__Exercise text__

_ _ _ _ _

Sunday, 8 January 2012

"Forbidden food" and Cancerous oil

forgive the title, feeling dramatic :D )

I enjoy eating things that I am not 'supposed' to: 'Forbidden Food'. This is probably because when I was in primary school (and J.S.S) my parents did not allow me to eat "outside food".
I went to St Theresa's in North Kaneshie but we lived at Cantonments, where there was almost no chance that I would encounter any of the 'banned' foods without supervision, but at North Kaneshie the waakye, yam and tsofi; the rice in leaves, kenkey, banku, etc - all prepared under unknown conditions were in abundance - so I guess I understand their trepidation.
I remember looking sadly at my classmates polishing off waakye, littered with colourful 'accessories,' in leaves or wolfing down kenkey, fish and  other accompaniments, but never participating in the festivities. Immediately, the bowl of cornflakes or weetabix or scrambled eggs&toast or whatever I had eaten for  breakfast would pale in comparison, becoming decidedly dull and unpalatable. Soon enough (when I finally shook off the belief that my dad had eyes on me everywhere) I grew teeth and began to eat the forbidden foods with relish.
Fast forward to the present, my favourite forbidden food is that unnaturally yellow yam with the  dangerously red tsofi from Nsawam. I honestly dunno what's wrong with me because I can feel disease oozing into my blood stream whenever I eat it.
You're wondering why you care right?
In September last year I read a news story about China's struggle with recycled oil. The Chinese authorities were clamping furiously down on restaurants which were reusing their oil. I was concerned for a day or two until some juicy donuts (read as bofrot) allayed my fears.
Mrs A (watcher of all news channels and avid follower of all health studies) called my attention to a news item on GTV, Station of the Nation on reused oil and the risks that it poses to health. Awurade angua na ashie sei!!! proper Black gold!
One woman actually said she used the black oil to make shito for better flavour!! 0_o (Runs to Aunty V for shito making lessons)

_ _ _ _ _

__Brief__
Copy the post from "In September last" through "bofrot) allayed my fears.", substituting "food vendors" for "restaurants".

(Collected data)
_ _ _ _ _

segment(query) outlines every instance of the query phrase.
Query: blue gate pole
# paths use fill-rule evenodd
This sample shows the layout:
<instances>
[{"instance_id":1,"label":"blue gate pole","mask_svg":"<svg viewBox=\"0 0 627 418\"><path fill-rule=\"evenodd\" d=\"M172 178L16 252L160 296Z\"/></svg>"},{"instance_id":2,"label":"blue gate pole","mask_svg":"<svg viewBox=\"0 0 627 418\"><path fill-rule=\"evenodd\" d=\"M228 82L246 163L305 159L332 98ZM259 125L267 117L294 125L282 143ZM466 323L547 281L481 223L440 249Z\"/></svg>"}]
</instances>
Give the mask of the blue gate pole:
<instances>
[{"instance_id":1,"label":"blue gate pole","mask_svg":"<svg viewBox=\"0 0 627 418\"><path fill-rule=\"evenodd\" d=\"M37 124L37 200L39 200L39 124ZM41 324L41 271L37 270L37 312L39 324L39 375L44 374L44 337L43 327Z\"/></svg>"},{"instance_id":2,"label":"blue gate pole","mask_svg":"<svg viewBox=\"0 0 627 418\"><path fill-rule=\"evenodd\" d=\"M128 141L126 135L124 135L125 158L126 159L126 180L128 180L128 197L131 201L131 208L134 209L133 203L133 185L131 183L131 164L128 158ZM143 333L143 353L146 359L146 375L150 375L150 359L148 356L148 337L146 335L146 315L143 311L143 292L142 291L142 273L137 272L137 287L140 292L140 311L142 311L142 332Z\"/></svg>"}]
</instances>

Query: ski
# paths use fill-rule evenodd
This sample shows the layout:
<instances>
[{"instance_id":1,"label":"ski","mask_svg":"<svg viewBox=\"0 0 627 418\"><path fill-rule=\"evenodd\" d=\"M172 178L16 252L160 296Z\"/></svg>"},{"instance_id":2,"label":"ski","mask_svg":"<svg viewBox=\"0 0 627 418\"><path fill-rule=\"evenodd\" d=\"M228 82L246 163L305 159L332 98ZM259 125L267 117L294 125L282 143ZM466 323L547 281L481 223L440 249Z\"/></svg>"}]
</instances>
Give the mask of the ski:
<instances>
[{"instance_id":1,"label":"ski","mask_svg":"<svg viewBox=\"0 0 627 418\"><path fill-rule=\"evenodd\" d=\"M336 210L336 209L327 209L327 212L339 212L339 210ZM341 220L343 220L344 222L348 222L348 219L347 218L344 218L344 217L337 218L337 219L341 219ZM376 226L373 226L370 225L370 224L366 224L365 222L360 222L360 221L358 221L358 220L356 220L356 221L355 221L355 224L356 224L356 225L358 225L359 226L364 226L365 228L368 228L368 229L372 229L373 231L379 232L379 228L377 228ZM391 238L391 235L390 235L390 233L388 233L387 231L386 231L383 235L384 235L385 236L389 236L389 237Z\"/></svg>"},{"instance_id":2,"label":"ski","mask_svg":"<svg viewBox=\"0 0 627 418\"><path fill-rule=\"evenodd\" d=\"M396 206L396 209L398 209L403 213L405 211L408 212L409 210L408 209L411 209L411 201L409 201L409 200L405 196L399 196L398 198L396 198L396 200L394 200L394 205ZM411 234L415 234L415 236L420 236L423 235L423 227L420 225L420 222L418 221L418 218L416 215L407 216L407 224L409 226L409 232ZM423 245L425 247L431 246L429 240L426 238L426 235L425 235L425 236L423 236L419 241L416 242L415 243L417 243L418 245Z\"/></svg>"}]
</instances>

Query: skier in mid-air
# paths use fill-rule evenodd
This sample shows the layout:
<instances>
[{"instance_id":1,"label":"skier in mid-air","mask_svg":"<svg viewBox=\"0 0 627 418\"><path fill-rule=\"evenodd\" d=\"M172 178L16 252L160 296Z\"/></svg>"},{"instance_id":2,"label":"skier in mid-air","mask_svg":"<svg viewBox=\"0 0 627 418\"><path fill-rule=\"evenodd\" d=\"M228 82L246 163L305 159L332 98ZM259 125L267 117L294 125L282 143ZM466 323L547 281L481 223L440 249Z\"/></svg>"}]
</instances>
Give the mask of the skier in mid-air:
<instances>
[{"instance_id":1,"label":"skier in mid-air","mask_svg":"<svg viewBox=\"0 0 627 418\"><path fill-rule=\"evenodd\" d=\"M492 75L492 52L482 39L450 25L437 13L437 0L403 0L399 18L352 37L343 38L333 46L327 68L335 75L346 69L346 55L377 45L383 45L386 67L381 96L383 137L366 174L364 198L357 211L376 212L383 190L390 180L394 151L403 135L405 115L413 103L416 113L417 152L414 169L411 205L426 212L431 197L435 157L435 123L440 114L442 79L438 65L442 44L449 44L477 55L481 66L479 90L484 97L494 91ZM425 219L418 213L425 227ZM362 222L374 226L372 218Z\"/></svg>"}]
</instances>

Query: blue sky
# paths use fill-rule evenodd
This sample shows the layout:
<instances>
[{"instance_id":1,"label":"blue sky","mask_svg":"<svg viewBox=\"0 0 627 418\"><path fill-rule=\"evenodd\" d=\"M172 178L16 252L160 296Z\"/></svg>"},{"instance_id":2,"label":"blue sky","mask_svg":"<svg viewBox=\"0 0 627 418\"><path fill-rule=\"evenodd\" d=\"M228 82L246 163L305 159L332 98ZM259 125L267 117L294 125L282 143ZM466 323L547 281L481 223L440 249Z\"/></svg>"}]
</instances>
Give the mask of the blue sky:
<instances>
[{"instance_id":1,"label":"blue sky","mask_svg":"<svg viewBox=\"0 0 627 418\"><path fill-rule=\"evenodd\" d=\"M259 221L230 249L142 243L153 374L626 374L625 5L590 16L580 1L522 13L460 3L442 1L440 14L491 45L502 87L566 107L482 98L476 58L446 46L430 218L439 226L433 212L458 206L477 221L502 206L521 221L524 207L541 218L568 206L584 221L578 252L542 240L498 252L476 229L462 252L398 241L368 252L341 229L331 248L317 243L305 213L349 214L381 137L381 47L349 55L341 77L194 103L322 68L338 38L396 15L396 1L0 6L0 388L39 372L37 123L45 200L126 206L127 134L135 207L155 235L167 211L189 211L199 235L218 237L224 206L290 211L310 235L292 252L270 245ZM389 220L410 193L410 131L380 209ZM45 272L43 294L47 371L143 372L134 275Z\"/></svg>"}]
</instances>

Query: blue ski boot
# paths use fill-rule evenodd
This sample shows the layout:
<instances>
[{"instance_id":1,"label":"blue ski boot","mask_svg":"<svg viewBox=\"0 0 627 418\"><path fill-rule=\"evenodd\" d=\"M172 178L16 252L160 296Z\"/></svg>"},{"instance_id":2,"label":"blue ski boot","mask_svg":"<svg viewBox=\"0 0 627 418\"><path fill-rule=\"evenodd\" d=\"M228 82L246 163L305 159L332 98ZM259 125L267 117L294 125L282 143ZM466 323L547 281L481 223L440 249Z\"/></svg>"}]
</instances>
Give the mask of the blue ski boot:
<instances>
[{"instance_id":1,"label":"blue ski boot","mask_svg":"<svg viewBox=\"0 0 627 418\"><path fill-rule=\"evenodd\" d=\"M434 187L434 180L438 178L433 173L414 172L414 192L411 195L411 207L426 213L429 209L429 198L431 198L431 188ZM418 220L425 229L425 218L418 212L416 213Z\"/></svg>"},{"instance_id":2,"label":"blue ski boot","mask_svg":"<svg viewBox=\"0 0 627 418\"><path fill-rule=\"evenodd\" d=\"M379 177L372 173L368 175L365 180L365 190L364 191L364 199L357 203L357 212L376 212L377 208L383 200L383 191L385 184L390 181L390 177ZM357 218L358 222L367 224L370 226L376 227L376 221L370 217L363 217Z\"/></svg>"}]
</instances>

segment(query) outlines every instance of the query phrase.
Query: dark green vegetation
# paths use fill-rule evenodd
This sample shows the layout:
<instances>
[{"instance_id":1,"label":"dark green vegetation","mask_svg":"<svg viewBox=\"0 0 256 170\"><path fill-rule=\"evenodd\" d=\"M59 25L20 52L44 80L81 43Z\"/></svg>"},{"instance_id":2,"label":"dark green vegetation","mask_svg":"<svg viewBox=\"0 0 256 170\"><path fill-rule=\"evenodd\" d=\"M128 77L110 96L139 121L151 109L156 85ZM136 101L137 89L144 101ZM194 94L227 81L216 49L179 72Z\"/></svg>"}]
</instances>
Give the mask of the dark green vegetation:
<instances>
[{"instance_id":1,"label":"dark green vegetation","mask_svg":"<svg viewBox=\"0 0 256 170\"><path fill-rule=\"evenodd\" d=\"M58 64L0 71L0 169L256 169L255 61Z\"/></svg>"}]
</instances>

_ _ _ _ _

__Answer to the problem__
In September last year I read a news story about China's struggle with recycled oil. The Chinese authorities were clamping furiously down on food vendors which were reusing their oil. I was concerned for a day or two until some juicy donuts (read as bofrot) allayed my fears.